### Passage for review
This Guidance is designed to enable firms to continue to deliver short and long-term support to customers affected by the coronavirus pandemic and the Government’s response to it. It is intended to support firms to treat fairly those consumers who are affected, and to help customers bridge the crisis and get back to a more stable financial position.
The Guidance covers personal loans, credit cards, store cards, catalogue credit, rent to own, buy-now-pay-later, pawnbroking, motor finance and high-cost short-term credit, and will continue to provide support for affected consumers until 31 July 2021.
The new Guidance provides that eligible customers affected by Coronavirus should be able to benefit from payment deferrals of up to 6 monthly payments in total, and so:
- Borrowers who have not yet had a payment deferral can apply for payment deferrals of up to 6 months in total;
- Those who currently have a payment deferral will be eligible to apply for a further deferral, so long as the total length of deferrals does not exceed the maximum 6 months in total; and
- Those who have previously had a payment deferral of less than 6 months can also apply for a further payment deferral, as long as the deferrals don’t exceed 6 months in total.
High-cost short-term credit consumers, such as those with payday loans, will be eligible for a payment deferral of 1 month.
Consumers will have until 31 March 2021 to apply for an initial or further deferral. If borrowers who have not yet taken a deferral think they need the full 6 months, they should apply in good time before their February 2021 payment (to cover a full 6 months of payments, from February to July inclusive).
The FCA has reiterated that consumers should keep up with payments on their loans or credit products if they can afford to, and should only request payment deferrals where absolutely necessary.
Sheldon Mills, interim executive director of strategy and competition at the FCA, said: “It is in a consumer’s best interest to only take a payment deferral when absolutely necessary. Those that are able to keep paying should do so."
“However, for those continuing to face payment difficulties as a result of coronavirus, these measures will ensure they continue to be able to access much needed support during this crisis. We also want to highlight that tailored support will still be offered and remains the most appropriate option for many borrowers.”
Where a firm assesses that a payment deferral is not in a consumer's interest (or where consumers are not or are no longer eligible for payment deferrals under the Guidance), the firm should instead provide tailored support. That support could include the provision of further payment deferrals, where appropriate. These payment deferrals would not be subject to the Guidance but would be provided as a form of tailored support.
While a payment deferral would not be reported as a missed payment on a consumer’s credit file, lenders may still take this into account when making lending decisions and so this does not mean that consumers’ ability to access credit will be unaffected. However, tailored support may be reported on a consumer’s credit file and lenders should inform consumers when this is the case.

### Input data
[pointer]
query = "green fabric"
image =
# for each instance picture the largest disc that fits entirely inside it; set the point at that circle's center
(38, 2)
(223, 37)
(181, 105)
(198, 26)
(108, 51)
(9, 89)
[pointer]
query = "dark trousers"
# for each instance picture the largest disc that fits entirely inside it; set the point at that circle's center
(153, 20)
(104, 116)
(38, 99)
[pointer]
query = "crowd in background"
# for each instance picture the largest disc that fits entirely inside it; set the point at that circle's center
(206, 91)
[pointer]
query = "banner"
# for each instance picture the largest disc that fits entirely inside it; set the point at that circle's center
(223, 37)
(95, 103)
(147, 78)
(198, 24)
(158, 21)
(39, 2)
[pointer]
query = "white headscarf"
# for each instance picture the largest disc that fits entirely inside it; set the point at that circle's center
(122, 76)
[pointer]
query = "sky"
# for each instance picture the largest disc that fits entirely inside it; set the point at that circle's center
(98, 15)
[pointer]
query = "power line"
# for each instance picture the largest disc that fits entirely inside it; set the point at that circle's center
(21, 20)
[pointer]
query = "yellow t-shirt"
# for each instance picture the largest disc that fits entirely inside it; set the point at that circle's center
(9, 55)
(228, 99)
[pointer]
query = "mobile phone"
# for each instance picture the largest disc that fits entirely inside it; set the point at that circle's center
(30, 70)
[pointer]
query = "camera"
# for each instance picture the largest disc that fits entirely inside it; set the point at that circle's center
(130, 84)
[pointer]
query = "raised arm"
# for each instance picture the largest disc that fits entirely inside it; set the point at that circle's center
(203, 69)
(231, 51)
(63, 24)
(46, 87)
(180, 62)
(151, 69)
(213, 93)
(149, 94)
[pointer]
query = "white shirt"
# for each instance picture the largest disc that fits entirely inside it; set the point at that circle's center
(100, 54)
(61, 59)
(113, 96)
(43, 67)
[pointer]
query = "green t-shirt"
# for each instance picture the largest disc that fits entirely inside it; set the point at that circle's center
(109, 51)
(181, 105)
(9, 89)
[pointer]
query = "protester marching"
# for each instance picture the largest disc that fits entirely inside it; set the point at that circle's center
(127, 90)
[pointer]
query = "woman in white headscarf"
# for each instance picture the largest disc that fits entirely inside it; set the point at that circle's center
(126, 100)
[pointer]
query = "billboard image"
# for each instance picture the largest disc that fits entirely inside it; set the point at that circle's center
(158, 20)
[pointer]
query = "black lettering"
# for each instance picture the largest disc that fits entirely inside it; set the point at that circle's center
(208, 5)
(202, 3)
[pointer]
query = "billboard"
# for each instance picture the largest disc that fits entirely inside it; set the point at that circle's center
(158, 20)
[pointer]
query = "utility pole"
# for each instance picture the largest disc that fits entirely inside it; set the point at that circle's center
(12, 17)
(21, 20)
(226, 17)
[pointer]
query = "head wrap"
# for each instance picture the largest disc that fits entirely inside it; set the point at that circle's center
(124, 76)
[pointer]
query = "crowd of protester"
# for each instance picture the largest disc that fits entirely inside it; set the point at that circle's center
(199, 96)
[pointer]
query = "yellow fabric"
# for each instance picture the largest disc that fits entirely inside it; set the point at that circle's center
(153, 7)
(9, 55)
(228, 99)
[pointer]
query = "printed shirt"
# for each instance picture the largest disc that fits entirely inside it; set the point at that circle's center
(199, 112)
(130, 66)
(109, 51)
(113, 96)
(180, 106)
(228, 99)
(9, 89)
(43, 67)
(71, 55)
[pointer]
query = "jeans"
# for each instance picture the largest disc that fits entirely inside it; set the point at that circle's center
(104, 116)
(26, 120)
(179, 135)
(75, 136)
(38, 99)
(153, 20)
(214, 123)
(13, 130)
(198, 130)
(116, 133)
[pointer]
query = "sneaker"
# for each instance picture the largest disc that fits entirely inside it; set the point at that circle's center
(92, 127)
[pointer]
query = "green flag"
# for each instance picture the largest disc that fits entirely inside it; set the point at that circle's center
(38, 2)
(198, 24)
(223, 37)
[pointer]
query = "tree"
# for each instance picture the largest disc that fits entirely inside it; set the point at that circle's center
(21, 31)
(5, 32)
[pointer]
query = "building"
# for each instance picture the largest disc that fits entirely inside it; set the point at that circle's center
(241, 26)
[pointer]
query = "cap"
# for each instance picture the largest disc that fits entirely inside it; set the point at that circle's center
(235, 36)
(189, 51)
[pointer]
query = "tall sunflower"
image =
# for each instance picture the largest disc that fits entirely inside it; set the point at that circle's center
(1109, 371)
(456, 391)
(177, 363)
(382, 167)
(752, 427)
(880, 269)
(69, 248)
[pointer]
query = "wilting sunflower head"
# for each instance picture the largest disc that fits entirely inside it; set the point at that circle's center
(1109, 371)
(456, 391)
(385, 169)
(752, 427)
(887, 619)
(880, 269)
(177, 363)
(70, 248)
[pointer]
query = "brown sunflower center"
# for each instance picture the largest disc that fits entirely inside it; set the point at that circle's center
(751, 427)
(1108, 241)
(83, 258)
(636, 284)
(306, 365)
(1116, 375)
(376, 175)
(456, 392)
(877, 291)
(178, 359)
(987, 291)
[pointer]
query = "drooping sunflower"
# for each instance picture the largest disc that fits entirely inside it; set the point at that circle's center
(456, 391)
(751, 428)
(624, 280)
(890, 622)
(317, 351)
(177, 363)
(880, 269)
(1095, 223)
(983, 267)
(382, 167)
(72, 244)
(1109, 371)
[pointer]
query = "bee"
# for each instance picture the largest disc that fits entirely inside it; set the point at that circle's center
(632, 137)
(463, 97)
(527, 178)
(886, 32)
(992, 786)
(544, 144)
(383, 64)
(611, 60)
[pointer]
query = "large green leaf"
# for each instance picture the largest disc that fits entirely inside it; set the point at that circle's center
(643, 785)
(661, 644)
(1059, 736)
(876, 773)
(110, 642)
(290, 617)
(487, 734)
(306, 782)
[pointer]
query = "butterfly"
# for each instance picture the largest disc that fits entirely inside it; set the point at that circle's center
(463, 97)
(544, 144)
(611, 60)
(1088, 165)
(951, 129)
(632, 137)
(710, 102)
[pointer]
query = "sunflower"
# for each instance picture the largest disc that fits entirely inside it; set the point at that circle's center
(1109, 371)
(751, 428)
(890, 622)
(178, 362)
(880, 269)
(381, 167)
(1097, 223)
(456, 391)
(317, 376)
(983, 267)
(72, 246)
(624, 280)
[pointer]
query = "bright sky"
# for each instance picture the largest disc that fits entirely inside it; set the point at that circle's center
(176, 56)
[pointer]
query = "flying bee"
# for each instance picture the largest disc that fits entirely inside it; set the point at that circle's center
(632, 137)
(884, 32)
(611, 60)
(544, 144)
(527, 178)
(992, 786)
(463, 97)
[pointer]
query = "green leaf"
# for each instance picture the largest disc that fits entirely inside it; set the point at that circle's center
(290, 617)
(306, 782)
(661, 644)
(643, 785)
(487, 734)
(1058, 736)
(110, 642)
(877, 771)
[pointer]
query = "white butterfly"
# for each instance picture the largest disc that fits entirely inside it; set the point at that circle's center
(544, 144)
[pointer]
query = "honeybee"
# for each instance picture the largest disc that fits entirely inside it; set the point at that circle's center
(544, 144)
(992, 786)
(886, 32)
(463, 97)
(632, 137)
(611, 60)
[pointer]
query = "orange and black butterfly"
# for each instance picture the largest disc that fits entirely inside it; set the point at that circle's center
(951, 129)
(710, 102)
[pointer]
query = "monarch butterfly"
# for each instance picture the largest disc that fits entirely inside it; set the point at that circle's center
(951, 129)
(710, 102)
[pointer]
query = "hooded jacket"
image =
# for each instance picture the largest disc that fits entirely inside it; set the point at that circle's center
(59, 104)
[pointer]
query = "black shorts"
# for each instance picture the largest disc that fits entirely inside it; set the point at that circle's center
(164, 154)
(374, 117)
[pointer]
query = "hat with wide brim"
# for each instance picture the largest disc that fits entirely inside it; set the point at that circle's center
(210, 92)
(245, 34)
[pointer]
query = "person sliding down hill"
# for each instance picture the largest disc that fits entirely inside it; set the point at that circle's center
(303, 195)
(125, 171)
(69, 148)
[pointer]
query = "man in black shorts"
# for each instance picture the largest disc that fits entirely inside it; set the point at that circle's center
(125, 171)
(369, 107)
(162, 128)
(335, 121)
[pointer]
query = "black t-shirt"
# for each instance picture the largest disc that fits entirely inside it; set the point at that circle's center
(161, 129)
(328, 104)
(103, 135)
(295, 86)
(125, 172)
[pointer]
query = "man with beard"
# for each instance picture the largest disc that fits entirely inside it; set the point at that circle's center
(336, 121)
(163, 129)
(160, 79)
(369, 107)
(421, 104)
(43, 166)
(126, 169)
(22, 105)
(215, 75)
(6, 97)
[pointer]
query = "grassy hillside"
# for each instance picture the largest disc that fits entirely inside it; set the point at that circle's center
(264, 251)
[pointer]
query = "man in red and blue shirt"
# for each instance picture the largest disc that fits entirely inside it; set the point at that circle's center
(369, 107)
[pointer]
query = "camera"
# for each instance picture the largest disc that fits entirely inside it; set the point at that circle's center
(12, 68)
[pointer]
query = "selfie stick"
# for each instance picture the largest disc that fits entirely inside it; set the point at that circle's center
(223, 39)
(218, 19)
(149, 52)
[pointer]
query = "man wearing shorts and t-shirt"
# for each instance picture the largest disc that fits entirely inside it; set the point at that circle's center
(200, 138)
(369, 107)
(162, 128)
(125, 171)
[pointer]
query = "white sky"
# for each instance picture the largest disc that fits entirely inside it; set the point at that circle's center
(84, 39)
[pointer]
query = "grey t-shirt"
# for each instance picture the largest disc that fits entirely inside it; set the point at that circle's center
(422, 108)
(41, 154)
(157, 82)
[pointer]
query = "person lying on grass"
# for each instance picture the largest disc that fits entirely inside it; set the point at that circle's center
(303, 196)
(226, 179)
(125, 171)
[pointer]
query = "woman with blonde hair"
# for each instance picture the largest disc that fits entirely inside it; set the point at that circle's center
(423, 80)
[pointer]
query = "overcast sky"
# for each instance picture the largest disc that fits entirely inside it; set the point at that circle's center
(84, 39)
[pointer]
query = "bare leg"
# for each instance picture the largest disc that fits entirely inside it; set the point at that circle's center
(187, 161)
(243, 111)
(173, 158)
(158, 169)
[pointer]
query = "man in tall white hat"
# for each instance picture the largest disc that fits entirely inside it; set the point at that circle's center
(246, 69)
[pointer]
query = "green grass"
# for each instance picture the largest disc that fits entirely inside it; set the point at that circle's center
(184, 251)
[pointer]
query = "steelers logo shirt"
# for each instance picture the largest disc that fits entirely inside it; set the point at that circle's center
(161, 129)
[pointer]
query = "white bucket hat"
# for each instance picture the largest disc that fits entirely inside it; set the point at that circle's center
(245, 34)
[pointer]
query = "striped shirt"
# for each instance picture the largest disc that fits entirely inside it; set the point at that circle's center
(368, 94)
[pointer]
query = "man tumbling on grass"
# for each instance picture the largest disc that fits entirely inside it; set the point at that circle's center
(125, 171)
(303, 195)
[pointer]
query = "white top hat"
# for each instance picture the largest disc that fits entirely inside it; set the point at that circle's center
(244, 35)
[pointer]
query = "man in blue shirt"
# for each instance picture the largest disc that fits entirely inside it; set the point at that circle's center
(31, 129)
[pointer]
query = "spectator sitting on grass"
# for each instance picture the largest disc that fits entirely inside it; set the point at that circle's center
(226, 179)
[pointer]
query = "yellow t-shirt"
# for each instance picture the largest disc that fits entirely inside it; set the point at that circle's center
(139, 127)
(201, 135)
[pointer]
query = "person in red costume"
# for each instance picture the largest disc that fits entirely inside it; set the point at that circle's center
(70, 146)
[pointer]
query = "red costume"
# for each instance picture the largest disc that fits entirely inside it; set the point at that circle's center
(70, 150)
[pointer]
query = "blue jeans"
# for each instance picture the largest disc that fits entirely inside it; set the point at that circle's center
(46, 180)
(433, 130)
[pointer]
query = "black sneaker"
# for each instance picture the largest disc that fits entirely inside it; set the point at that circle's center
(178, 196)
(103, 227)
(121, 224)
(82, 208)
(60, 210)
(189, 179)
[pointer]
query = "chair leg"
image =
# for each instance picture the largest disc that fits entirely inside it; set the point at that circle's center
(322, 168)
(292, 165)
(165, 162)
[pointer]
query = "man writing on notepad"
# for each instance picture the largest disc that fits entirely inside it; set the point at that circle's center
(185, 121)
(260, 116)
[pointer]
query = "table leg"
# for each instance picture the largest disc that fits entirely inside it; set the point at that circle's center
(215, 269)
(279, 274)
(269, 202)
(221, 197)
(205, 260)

### Instructions
**A.** Reproduce the part of the passage on coronavirus payment deferrals starting with "The FCA has" and going on through "where absolutely necessary.".
**B.** Answer these questions from the passage on coronavirus payment deferrals:
(i) Until what date will the Guidance continue to provide support for affected consumers?
(ii) What length of payment deferral are high-cost short-term credit consumers eligible for?
(iii) By what date must consumers apply for an initial or further deferral?

### Answers by task
**A.**
The FCA has reiterated that consumers should keep up with payments on their loans or credit products if they can afford to, and should only request payment deferrals where absolutely necessary.

**B.**
(i) 31 July 2021
(ii) 1 month
(iii) 31 March 2021